Return exactly the lines that run from the one containing "Locate every instance of the green grass in" to the end of the entries, with both ends included.

* * * * * * * * *

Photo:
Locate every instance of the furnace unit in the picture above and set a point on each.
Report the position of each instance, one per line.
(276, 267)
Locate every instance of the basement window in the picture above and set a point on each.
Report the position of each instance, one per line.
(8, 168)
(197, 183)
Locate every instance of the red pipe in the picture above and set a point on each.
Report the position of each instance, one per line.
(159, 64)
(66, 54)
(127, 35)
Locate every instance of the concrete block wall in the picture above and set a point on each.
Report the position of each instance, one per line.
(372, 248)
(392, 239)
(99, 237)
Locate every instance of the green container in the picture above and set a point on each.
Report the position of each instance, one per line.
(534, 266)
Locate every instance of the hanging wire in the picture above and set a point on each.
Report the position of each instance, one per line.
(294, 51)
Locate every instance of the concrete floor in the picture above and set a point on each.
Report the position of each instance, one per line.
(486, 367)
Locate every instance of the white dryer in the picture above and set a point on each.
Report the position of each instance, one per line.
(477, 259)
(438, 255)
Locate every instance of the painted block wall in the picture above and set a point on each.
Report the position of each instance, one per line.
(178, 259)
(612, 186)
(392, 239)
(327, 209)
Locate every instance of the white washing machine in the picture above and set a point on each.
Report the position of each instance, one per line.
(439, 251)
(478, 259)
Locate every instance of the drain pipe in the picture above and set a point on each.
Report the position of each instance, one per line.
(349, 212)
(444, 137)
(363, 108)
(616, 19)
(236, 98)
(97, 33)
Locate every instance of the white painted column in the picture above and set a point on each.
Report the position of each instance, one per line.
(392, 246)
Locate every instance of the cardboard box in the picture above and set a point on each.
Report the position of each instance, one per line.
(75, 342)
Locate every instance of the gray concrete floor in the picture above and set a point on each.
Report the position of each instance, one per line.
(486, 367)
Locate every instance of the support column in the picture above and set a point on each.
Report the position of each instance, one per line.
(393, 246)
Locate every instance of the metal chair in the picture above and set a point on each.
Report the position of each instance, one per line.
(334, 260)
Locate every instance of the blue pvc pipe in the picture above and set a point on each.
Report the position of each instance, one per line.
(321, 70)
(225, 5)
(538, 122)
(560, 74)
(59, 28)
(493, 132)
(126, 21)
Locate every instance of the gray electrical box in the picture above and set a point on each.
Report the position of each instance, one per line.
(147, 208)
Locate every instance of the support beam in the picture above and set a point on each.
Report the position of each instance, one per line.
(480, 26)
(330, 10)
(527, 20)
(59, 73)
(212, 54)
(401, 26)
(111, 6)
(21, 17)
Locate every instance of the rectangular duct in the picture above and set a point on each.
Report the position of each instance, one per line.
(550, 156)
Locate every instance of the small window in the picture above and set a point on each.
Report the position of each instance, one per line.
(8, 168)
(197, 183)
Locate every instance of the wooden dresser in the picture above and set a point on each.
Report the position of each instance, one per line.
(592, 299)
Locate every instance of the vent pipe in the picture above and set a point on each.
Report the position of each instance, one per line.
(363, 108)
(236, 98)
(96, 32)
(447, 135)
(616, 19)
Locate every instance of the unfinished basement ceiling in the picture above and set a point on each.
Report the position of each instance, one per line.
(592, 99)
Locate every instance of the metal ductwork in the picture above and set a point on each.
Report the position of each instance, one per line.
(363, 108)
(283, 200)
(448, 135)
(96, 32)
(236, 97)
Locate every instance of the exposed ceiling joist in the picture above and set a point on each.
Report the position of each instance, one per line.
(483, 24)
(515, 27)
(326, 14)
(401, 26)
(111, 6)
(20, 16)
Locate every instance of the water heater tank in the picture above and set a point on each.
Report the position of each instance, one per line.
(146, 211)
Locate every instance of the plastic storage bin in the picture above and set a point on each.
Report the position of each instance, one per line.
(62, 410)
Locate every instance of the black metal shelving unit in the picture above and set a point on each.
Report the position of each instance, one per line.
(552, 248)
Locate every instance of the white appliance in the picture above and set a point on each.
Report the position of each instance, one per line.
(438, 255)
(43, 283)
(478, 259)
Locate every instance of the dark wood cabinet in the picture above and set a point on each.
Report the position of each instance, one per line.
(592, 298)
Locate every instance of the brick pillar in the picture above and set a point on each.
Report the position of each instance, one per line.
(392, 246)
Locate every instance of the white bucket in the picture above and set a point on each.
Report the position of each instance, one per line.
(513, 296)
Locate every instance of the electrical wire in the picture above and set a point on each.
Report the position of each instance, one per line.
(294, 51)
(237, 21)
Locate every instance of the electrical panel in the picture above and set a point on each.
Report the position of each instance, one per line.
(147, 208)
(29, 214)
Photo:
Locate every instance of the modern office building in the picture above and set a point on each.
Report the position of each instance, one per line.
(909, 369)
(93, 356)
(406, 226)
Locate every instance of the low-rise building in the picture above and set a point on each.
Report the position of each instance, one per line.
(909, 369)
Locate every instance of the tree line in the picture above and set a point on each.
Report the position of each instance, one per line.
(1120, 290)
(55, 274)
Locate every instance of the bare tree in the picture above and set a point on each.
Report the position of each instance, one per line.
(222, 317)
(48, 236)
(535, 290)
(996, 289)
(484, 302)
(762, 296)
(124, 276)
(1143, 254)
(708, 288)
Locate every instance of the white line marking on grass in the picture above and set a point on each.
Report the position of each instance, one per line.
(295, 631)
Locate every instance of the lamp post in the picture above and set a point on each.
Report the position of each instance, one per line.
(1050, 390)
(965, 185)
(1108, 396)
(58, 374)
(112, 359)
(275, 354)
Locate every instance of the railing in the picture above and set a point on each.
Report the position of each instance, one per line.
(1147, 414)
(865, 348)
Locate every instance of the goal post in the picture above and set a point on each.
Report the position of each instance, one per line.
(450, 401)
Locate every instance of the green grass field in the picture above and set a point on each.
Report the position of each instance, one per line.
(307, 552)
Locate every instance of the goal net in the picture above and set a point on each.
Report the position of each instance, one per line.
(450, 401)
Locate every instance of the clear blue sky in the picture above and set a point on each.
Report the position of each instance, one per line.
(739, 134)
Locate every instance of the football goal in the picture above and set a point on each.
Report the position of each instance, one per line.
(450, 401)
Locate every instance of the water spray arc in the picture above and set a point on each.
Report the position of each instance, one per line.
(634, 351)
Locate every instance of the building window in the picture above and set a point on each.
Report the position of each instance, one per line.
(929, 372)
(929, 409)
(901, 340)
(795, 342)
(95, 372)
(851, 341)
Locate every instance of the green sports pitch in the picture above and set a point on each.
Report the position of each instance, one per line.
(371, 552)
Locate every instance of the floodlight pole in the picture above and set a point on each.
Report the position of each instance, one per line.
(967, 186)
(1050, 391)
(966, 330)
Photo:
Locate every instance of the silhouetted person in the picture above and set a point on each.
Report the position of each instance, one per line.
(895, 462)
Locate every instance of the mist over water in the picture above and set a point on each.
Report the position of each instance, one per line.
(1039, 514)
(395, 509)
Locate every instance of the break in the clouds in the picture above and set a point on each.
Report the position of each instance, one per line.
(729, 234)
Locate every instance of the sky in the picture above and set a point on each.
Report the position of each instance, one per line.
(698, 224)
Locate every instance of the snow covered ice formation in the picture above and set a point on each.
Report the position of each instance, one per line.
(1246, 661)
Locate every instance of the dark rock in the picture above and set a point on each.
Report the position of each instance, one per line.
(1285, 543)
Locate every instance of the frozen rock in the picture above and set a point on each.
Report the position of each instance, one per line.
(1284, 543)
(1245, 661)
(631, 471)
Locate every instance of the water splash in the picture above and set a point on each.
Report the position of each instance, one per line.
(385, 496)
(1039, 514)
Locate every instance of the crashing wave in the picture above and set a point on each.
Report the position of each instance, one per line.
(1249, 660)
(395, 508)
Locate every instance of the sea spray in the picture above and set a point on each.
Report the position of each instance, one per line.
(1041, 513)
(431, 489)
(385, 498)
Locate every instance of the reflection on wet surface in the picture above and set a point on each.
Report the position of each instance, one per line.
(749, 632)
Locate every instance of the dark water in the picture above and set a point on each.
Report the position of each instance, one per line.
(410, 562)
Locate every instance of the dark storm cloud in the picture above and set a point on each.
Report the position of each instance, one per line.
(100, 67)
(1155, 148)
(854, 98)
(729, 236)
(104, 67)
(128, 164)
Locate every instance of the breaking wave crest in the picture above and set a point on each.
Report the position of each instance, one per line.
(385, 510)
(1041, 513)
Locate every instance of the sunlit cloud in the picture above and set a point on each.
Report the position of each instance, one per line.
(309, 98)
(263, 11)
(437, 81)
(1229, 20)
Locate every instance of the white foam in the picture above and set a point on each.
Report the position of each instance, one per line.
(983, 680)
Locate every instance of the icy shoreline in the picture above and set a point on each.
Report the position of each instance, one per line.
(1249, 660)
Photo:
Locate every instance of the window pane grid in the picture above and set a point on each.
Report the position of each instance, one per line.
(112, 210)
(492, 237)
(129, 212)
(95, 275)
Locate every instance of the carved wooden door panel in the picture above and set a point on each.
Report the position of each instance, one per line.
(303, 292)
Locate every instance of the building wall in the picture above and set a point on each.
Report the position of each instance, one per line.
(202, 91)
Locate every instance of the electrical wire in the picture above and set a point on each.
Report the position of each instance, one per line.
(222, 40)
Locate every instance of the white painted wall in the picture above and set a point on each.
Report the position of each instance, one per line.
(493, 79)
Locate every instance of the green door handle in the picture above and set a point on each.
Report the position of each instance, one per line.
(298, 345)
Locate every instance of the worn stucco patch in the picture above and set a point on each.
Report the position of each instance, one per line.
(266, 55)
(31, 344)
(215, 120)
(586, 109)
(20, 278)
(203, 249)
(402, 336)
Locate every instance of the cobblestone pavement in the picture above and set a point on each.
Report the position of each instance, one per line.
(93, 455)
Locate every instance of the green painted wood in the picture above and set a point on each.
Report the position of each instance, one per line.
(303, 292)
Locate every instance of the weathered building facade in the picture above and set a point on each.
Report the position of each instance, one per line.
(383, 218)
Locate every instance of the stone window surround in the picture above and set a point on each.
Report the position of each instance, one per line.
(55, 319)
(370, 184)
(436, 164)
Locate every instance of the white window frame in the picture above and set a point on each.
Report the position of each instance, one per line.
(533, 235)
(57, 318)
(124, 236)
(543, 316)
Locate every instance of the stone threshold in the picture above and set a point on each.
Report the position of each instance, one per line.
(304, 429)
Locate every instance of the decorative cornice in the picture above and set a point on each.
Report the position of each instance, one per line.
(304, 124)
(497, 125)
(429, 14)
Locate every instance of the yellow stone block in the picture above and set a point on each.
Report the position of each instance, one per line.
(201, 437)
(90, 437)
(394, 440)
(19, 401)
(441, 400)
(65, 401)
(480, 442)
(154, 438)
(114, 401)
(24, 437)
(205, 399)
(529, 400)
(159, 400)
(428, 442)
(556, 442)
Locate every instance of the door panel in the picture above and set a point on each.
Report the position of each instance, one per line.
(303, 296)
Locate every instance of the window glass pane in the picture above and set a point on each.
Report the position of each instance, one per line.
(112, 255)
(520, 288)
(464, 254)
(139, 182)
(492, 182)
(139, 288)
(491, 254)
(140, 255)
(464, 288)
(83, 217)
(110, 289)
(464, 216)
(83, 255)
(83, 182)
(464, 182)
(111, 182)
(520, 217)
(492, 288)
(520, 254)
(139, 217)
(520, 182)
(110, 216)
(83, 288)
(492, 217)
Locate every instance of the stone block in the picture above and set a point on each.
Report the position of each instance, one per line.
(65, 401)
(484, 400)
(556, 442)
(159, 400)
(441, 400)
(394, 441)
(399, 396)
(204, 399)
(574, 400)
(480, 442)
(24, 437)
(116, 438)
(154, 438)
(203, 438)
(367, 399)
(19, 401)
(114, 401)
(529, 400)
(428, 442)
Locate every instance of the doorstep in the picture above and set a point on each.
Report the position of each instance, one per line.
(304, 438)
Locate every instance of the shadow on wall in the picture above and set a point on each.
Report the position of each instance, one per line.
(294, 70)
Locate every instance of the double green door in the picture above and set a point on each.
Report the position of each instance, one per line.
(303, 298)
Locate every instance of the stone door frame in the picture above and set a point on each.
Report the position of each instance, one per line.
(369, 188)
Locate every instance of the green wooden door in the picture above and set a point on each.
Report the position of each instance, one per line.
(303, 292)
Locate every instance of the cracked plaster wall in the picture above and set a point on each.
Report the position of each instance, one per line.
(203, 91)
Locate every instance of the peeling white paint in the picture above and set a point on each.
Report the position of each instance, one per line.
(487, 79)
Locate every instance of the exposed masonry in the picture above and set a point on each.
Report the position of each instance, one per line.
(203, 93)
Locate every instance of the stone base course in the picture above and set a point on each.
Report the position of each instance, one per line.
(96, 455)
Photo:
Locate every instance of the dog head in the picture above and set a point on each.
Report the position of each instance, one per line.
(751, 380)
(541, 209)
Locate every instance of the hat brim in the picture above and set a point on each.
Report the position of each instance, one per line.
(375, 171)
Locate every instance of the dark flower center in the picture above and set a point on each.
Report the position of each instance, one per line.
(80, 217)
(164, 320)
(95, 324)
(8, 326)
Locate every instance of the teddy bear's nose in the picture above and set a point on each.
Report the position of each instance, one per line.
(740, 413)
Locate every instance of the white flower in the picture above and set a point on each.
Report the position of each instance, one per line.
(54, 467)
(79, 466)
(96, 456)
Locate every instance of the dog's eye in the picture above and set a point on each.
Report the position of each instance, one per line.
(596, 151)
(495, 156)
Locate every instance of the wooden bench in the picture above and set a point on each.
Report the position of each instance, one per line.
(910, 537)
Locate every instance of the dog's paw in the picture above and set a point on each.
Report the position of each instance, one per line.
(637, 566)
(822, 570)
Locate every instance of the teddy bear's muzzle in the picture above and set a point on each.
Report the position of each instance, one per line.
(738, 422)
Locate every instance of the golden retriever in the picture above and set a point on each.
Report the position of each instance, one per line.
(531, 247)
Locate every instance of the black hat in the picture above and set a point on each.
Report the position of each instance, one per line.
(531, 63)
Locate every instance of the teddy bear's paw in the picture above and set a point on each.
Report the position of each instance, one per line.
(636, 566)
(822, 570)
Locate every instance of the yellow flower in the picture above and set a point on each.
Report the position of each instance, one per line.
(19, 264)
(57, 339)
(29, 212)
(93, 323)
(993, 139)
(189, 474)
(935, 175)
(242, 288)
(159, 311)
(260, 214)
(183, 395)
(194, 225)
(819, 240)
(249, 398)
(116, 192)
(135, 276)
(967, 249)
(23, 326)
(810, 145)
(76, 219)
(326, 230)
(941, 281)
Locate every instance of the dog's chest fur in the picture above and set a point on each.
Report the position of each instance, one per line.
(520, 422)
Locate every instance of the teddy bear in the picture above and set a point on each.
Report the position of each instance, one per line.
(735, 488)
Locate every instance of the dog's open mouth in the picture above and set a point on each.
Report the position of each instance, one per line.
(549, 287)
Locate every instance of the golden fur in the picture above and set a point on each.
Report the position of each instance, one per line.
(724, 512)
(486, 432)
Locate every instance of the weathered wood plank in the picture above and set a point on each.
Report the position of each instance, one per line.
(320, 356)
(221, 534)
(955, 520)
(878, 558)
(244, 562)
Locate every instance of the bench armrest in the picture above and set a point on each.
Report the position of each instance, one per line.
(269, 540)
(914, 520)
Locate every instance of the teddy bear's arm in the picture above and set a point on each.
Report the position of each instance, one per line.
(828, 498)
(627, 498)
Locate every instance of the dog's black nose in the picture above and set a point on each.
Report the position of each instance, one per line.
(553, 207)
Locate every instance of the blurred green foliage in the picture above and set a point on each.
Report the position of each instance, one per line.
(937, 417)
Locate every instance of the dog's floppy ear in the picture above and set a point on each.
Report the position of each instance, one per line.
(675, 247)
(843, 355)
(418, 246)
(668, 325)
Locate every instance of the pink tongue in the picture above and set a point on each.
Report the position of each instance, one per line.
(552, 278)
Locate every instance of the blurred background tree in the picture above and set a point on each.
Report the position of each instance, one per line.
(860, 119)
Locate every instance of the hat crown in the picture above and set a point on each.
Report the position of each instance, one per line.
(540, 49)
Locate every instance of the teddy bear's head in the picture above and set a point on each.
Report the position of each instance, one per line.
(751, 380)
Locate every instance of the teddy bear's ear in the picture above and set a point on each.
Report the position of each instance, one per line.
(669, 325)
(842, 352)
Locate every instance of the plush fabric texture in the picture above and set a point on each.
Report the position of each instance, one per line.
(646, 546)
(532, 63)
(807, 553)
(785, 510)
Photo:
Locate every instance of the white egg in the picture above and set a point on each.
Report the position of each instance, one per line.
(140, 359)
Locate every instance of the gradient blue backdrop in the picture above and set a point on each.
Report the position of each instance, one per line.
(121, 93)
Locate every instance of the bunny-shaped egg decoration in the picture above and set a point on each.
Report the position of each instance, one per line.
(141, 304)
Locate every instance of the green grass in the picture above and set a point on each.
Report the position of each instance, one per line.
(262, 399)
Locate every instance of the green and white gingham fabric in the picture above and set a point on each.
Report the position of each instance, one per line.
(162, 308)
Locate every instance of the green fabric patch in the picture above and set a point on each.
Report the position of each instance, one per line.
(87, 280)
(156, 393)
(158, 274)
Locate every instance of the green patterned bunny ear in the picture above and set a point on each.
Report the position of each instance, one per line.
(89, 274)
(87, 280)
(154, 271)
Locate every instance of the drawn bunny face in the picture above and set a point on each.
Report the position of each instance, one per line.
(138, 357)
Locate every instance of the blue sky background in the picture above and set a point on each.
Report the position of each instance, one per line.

* * * * * * * * *

Written answer:
Locate every instance of the green grass in the picture above and set a point on each.
Report the position of each instance, one per line.
(262, 399)
Locate every instance of the green and white gingham fabric in the picture above and set a point on each.
Report the position of each instance, one per line.
(162, 308)
Locate every instance of the green fabric patch in the picture above and set a point on each.
Report the position of each instance, one per line.
(87, 280)
(156, 393)
(158, 274)
Locate every instance of the green patterned bunny ear in the picture above and set a point on each.
Report the position of each instance, one per line.
(89, 274)
(87, 280)
(154, 271)
Locate every instance of the drawn bunny face in the picture above and set a point on each.
Report the position of each instance, one per line.
(138, 357)
Locate every instance of the blue sky background in the picture above and set a point on each.
Report the position of each instance, one per line.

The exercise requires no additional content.